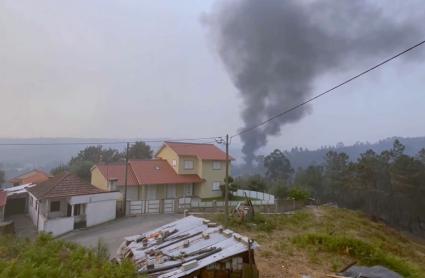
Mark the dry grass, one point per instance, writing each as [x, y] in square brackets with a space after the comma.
[320, 241]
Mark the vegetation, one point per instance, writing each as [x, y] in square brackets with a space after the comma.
[388, 186]
[86, 158]
[322, 240]
[46, 257]
[2, 177]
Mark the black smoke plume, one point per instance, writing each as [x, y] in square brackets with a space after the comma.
[274, 50]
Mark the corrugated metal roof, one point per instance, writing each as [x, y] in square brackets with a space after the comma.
[3, 198]
[164, 252]
[63, 185]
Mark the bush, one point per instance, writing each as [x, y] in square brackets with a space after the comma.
[298, 194]
[47, 257]
[362, 251]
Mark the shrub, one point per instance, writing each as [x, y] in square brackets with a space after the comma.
[362, 251]
[298, 194]
[47, 257]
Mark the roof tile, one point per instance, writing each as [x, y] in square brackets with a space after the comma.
[64, 185]
[202, 151]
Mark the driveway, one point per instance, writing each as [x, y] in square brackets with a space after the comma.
[113, 233]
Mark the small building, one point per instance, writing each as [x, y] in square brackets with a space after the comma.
[179, 170]
[3, 197]
[34, 176]
[65, 202]
[17, 200]
[190, 247]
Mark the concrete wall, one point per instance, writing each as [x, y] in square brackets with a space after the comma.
[58, 226]
[133, 192]
[98, 180]
[99, 212]
[54, 214]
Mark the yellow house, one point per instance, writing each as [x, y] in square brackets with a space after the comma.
[205, 160]
[179, 170]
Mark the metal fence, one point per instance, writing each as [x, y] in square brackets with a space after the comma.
[262, 201]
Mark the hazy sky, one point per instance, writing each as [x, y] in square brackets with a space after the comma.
[149, 69]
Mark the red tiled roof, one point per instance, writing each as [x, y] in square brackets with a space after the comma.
[158, 171]
[3, 197]
[64, 185]
[142, 172]
[202, 151]
[34, 176]
[117, 171]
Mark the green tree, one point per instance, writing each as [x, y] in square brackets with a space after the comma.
[311, 178]
[298, 193]
[397, 150]
[233, 187]
[1, 177]
[85, 159]
[96, 154]
[336, 174]
[140, 150]
[278, 167]
[254, 183]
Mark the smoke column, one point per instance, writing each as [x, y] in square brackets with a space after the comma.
[274, 50]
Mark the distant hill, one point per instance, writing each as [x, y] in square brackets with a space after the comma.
[302, 157]
[17, 159]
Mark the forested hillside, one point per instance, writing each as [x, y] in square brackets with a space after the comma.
[387, 185]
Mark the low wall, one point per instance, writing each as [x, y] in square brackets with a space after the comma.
[58, 226]
[278, 206]
[99, 212]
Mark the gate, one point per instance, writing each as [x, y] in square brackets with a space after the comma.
[152, 206]
[169, 206]
[137, 207]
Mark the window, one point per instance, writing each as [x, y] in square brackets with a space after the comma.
[113, 184]
[55, 206]
[188, 190]
[216, 186]
[216, 165]
[78, 209]
[188, 164]
[171, 191]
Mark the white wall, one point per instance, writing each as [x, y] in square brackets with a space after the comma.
[99, 212]
[31, 209]
[58, 226]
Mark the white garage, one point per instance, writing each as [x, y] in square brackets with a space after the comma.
[65, 202]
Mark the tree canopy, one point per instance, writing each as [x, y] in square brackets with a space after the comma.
[89, 156]
[140, 150]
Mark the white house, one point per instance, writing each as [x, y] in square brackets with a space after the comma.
[65, 202]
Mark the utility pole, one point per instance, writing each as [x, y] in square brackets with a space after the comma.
[125, 180]
[226, 182]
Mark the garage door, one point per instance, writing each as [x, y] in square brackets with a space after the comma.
[15, 206]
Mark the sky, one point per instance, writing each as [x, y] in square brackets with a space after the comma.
[149, 69]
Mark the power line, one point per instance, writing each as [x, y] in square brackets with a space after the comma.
[327, 91]
[111, 143]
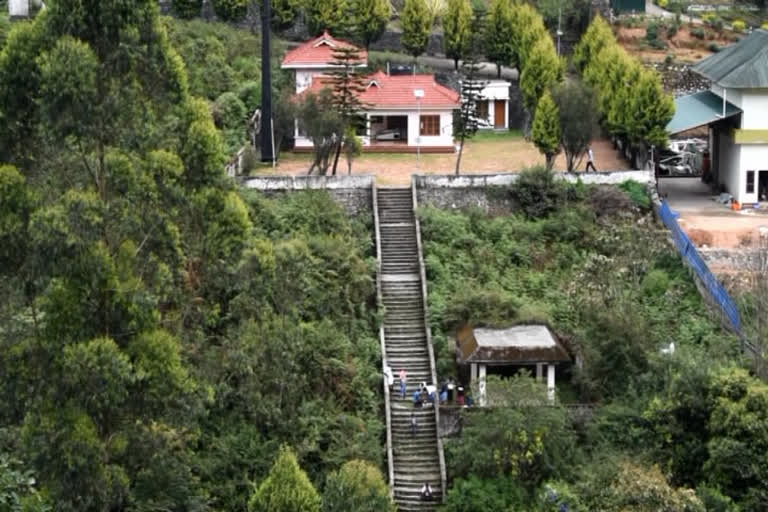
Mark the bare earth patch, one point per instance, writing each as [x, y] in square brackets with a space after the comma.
[487, 153]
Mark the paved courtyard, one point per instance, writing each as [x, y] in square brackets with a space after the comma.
[488, 152]
[708, 222]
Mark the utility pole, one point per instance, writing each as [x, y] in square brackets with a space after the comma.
[267, 124]
[559, 20]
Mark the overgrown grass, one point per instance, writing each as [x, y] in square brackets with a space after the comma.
[594, 268]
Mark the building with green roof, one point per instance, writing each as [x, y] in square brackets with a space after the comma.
[736, 111]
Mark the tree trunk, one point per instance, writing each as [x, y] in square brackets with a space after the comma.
[458, 160]
[336, 158]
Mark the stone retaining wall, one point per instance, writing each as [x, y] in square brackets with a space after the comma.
[354, 193]
[488, 191]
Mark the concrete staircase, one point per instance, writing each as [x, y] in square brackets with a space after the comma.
[416, 458]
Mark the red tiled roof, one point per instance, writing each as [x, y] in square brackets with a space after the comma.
[398, 91]
[319, 51]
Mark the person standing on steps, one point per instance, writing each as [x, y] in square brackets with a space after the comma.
[590, 160]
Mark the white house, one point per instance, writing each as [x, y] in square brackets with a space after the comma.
[736, 111]
[406, 113]
[493, 105]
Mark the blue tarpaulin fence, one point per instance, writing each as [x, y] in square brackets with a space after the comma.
[692, 257]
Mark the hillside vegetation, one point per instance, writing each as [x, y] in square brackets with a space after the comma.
[590, 262]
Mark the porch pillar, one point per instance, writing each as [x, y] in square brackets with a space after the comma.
[482, 385]
[551, 382]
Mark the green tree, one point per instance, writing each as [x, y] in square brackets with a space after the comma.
[286, 489]
[347, 83]
[353, 148]
[738, 442]
[457, 26]
[524, 437]
[230, 116]
[358, 486]
[499, 28]
[320, 122]
[578, 120]
[187, 8]
[528, 31]
[326, 15]
[417, 27]
[543, 71]
[370, 19]
[466, 122]
[546, 128]
[231, 10]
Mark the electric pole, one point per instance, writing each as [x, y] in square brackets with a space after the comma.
[267, 124]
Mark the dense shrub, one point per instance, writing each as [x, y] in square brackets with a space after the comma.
[187, 8]
[231, 10]
[537, 193]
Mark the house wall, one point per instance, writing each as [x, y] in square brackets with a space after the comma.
[18, 8]
[729, 170]
[446, 128]
[754, 103]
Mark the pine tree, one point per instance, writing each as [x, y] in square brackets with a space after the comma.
[499, 28]
[457, 29]
[370, 19]
[347, 84]
[546, 128]
[286, 489]
[326, 15]
[543, 70]
[417, 27]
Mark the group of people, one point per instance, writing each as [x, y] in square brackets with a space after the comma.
[427, 394]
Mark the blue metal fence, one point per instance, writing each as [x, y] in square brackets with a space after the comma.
[693, 258]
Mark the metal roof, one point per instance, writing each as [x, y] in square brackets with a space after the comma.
[743, 65]
[699, 109]
[521, 344]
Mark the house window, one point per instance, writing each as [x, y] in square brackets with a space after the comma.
[430, 125]
[482, 109]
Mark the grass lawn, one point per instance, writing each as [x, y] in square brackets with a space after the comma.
[487, 152]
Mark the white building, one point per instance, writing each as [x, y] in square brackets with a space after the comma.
[493, 105]
[736, 111]
[406, 113]
[18, 8]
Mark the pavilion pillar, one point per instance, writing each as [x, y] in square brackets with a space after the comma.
[482, 385]
[551, 382]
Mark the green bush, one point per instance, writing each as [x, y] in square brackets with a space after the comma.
[655, 283]
[537, 193]
[482, 495]
[250, 94]
[638, 192]
[187, 8]
[230, 10]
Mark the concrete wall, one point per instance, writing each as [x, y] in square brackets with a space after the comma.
[353, 193]
[488, 191]
[754, 103]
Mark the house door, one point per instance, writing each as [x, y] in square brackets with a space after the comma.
[500, 114]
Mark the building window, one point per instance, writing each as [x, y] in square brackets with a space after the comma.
[482, 109]
[430, 125]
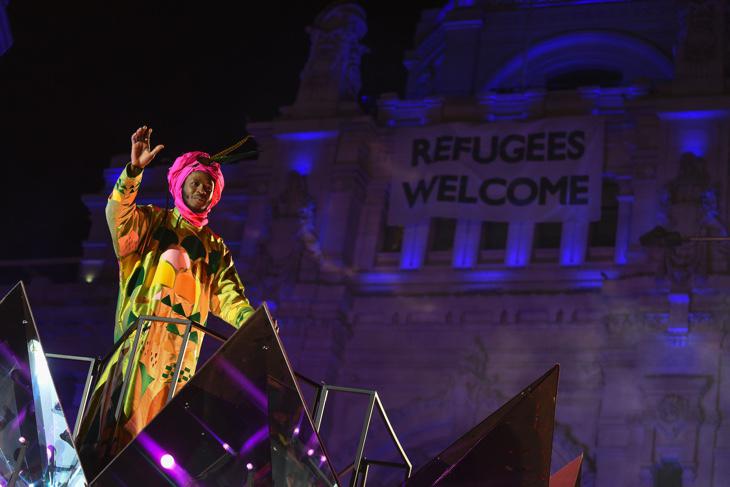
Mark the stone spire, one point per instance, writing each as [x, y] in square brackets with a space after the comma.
[330, 81]
[701, 49]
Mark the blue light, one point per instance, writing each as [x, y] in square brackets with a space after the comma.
[607, 48]
[302, 164]
[307, 136]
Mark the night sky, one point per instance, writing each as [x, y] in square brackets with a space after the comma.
[81, 76]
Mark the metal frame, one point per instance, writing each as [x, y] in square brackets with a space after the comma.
[360, 465]
[98, 363]
[154, 320]
[87, 385]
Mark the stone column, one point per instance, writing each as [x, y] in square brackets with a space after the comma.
[573, 242]
[415, 240]
[623, 229]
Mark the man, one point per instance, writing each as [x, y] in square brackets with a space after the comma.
[170, 264]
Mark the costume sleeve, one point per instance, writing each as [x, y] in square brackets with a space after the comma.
[228, 298]
[128, 224]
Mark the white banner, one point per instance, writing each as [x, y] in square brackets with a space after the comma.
[549, 170]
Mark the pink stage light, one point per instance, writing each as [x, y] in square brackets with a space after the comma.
[167, 461]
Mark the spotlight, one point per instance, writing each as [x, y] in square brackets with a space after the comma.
[167, 461]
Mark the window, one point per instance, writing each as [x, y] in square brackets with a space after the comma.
[392, 239]
[494, 236]
[603, 232]
[442, 233]
[547, 235]
[668, 474]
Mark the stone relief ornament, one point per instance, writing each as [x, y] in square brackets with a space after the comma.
[698, 37]
[279, 256]
[689, 205]
[673, 412]
[332, 71]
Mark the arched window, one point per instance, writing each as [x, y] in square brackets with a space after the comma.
[582, 58]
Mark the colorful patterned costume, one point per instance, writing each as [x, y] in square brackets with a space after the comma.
[167, 267]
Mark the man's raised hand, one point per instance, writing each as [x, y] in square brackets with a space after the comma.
[141, 155]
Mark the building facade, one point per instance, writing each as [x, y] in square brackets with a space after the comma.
[447, 317]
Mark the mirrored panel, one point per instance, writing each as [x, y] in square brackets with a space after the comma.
[240, 420]
[36, 447]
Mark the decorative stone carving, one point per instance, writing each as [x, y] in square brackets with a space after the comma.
[673, 412]
[698, 38]
[332, 72]
[279, 256]
[690, 207]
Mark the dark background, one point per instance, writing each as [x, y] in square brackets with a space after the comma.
[81, 76]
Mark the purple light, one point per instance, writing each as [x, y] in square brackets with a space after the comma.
[167, 461]
[258, 397]
[307, 136]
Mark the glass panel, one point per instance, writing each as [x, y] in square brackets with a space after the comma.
[512, 446]
[240, 420]
[35, 443]
[442, 234]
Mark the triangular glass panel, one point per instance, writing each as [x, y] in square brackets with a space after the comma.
[510, 448]
[241, 420]
[36, 447]
[569, 475]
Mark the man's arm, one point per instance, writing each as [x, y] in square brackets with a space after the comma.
[228, 299]
[127, 223]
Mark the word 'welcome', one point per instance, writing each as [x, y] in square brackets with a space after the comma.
[521, 191]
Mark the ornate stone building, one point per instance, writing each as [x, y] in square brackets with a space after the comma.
[449, 317]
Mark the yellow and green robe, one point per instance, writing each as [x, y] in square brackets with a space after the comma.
[167, 267]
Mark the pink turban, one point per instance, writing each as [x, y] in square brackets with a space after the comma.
[179, 171]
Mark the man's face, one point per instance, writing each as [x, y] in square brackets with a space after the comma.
[198, 191]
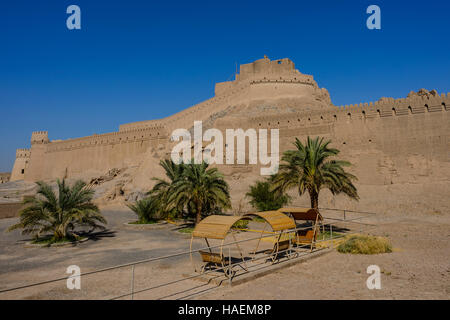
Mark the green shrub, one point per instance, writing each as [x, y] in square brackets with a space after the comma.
[365, 244]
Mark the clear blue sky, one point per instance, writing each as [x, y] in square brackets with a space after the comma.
[138, 60]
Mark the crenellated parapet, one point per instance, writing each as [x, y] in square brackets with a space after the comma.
[112, 138]
[386, 107]
[23, 153]
[39, 137]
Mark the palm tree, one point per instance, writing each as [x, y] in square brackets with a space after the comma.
[59, 214]
[205, 189]
[309, 168]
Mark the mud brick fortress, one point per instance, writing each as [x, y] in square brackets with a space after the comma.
[390, 141]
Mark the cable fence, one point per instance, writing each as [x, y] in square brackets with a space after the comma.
[180, 275]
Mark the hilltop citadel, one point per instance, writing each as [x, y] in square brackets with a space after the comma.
[390, 141]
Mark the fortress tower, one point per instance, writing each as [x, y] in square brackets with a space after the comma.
[21, 164]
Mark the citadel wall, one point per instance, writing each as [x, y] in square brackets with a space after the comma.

__The exercise__.
Leave out every picture, and write out exactly the lines from the one bearing "Mark the man's arm, one" through the final line.

__Solution for this problem__.
Mark the man's arm, one point per instance, writing each as [x, y] in square brackets with a space after the comma.
[228, 299]
[127, 223]
Mark the word 'welcome', one point per instance, writing each as [x, y] in square brackets with a space after the comma.
[521, 191]
Mark the ornate stone building, one point per instance, writing each as [x, y] in square brackets with a space after the comma.
[449, 317]
Mark the yellow and green robe, one point per instance, writing each as [x, y] in square brackets with a space after the comma.
[167, 267]
Mark the pink turban, one point per instance, writing each as [x, y] in square brackets with a space after the comma.
[179, 171]
Mark the man's face, one point per instance, writing each as [x, y] in square brackets with a space after the comma.
[198, 191]
Mark the green shrub, one point per instance, writing each as [x, y] in square brackets with a space after the comma.
[365, 244]
Mark the clear blue sky, one point per instance, writing each as [x, y] in square brackets with a space after the comma.
[138, 60]
Mark the crenellated parapet, one point per instance, writing each as [x, y] in square brackets with a space after the comma.
[112, 138]
[386, 107]
[23, 153]
[39, 137]
Mark the palm tree, one point per instance, writing each as [x, y] in square brackets with a space after the comma.
[59, 214]
[205, 189]
[309, 168]
Mark the mud brick fortress, one point per instance, writing each as [x, y] in square brackets with a space after the comma.
[390, 141]
Mark the cable fence, one point per instance, writing each as [x, y] in square brackets with a space after the comma.
[180, 275]
Mark the hilltop citadel, one point per instance, writing each as [x, y] in square brackets with a space after the comma.
[390, 141]
Mark the fortress tower, one point per instance, writing each as [x, y] in square brackets with a space after the comma.
[21, 164]
Mark the citadel wall, one point per instance, writing each as [x, y] in square brackets with a space after the comma.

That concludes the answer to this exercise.